**WHAT YOU WILL DO:**
Reproduce all records exactly.

:: RECORDS

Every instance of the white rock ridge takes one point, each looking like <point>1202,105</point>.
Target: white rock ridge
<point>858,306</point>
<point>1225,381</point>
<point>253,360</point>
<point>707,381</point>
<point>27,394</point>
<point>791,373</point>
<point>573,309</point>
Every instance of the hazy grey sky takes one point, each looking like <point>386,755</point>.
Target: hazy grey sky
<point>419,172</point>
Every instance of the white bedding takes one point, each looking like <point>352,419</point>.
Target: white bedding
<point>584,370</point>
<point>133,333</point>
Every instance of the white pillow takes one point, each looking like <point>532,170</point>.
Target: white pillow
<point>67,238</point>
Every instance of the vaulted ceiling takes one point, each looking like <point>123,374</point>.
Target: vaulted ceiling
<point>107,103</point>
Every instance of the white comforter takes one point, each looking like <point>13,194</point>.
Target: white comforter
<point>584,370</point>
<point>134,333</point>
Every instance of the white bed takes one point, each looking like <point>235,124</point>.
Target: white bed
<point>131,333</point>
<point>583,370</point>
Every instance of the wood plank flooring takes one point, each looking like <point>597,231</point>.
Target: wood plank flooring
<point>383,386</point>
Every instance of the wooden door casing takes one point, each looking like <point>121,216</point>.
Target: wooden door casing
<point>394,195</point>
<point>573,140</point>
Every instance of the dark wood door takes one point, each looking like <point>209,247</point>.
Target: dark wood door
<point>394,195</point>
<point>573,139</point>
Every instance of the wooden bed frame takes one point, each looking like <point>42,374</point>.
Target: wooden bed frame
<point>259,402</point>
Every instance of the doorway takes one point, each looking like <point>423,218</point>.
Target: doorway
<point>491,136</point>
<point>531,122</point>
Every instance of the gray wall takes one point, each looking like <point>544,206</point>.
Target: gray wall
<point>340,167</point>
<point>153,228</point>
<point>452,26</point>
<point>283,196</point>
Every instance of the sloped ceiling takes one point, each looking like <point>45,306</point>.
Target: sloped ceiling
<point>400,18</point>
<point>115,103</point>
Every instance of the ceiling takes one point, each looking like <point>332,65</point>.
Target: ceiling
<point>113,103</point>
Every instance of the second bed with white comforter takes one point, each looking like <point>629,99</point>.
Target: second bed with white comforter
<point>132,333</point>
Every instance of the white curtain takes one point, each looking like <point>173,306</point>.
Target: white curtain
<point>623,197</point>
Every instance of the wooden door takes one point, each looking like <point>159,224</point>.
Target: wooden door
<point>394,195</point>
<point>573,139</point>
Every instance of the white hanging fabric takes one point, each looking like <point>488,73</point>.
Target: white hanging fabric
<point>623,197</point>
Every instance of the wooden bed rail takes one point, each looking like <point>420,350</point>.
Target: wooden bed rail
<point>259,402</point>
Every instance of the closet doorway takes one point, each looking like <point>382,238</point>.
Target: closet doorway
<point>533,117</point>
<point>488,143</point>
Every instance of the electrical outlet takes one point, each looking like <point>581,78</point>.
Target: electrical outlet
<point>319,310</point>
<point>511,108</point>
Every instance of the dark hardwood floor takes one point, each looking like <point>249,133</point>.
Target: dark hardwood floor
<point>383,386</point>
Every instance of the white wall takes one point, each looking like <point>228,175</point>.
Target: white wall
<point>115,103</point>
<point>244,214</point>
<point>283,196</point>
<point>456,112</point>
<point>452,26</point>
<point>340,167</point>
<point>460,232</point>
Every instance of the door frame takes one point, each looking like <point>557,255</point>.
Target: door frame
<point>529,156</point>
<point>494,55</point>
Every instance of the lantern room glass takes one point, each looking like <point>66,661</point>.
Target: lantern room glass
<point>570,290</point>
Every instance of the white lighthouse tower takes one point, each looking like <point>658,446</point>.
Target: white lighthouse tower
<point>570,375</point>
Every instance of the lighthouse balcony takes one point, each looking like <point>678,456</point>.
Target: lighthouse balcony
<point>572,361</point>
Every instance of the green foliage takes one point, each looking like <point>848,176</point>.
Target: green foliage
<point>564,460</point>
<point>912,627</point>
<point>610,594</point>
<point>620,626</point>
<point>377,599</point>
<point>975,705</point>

::::

**TASK RESULT:**
Every instance of the white rock ridge takes one point, each looking like <point>1202,105</point>.
Target: white rock ridge
<point>858,306</point>
<point>1225,381</point>
<point>253,360</point>
<point>707,381</point>
<point>27,394</point>
<point>791,373</point>
<point>573,309</point>
Every instance of the hazy grey sky takes one point, each looking like <point>386,755</point>.
Target: hazy grey sky
<point>419,172</point>
Every instance of the white bedding takes one point, each looking like <point>352,419</point>.
Target: white bedding
<point>584,370</point>
<point>133,333</point>
Every instance of the white pillow takes one point, each looking like <point>532,170</point>.
Target: white pillow
<point>67,238</point>
Every instance of the vaulted ceiling takes one point, each looking like <point>123,374</point>.
Target: vaulted ceiling
<point>107,103</point>
Every instance of the white comforter takes one point, each looking like <point>13,194</point>.
Target: white comforter
<point>584,370</point>
<point>134,333</point>
Every instance of the white bed takes one point, each looking like <point>235,124</point>.
Target: white bed
<point>131,333</point>
<point>583,370</point>
Every instance of the wood plank flooring takes one point, each looking like <point>597,231</point>.
Target: wood plank flooring
<point>383,386</point>
Every instance of the wooden door casing takes one point, each looking like <point>121,216</point>.
Target: wooden door casing
<point>394,195</point>
<point>573,140</point>
Every instance of the dark wood door takes one point, each looking like <point>209,247</point>.
Target: dark wood door
<point>394,195</point>
<point>573,139</point>
Every instance of the wooden bed frame takes one point, each looking like <point>42,374</point>.
Target: wooden bed frame
<point>259,402</point>
Every instance of the doorway takes one point, each looking like <point>423,218</point>.
Target: doorway
<point>491,136</point>
<point>531,122</point>
Every instance of the gray wall takes one point, each looking like <point>544,206</point>.
Target: gray wall
<point>340,167</point>
<point>153,228</point>
<point>452,26</point>
<point>283,196</point>
Every instance of the sloped ceiling takes one point, each looking like <point>45,306</point>.
Target: sloped ceiling
<point>400,18</point>
<point>115,103</point>
Every instance of the ceiling takes one point, each looking like <point>332,65</point>.
Target: ceiling
<point>113,103</point>
Every instance of the second bed with white comforter takes one point, each looking like <point>629,99</point>.
Target: second bed with white comforter
<point>132,333</point>
Every instance of the white curtain takes one point, each looking like <point>173,306</point>.
Target: white curtain
<point>623,197</point>
Every instance of the wooden door takes one point, each looking like <point>159,224</point>.
Target: wooden door
<point>394,195</point>
<point>573,139</point>
Every instance of the white hanging fabric takes one point, each looking like <point>488,73</point>.
Target: white hanging fabric
<point>623,197</point>
Every instance of the wooden bed rail takes one point, each looking like <point>420,350</point>.
Target: wooden bed rail
<point>259,402</point>
Every instance of the closet doorway takes one point, each looking like <point>382,238</point>.
Target: closet doorway
<point>533,117</point>
<point>488,143</point>
Every instance of the electrical outlet takes one point, each looking like <point>581,78</point>.
Target: electrical outlet
<point>319,310</point>
<point>511,108</point>
Every instance of the dark hardwood floor takes one point, each looking like <point>249,133</point>.
Target: dark hardwood floor
<point>383,386</point>
Every instance of the white wall takes one point, each looking like <point>228,175</point>.
Target: white wall
<point>115,103</point>
<point>244,214</point>
<point>283,196</point>
<point>456,112</point>
<point>452,26</point>
<point>340,167</point>
<point>460,232</point>
Every instance of the door frame takes one point, each looking like <point>557,255</point>.
Target: door frame
<point>529,156</point>
<point>494,55</point>
Every instance of the lantern room glass takes one point, each looking like <point>66,661</point>.
Target: lantern room glass
<point>570,290</point>
Every instance of the white lighthouse tower takes one point, each looking like <point>658,446</point>.
Target: white lighthouse tower
<point>570,375</point>
Every instance of the lighthouse balcony takes one point, each looking like <point>678,456</point>.
Target: lighthouse balcony
<point>572,361</point>
Every instance of the green foliage takes one point, each looking like <point>848,176</point>.
Target: green foliage
<point>564,460</point>
<point>912,627</point>
<point>610,594</point>
<point>620,626</point>
<point>377,599</point>
<point>975,705</point>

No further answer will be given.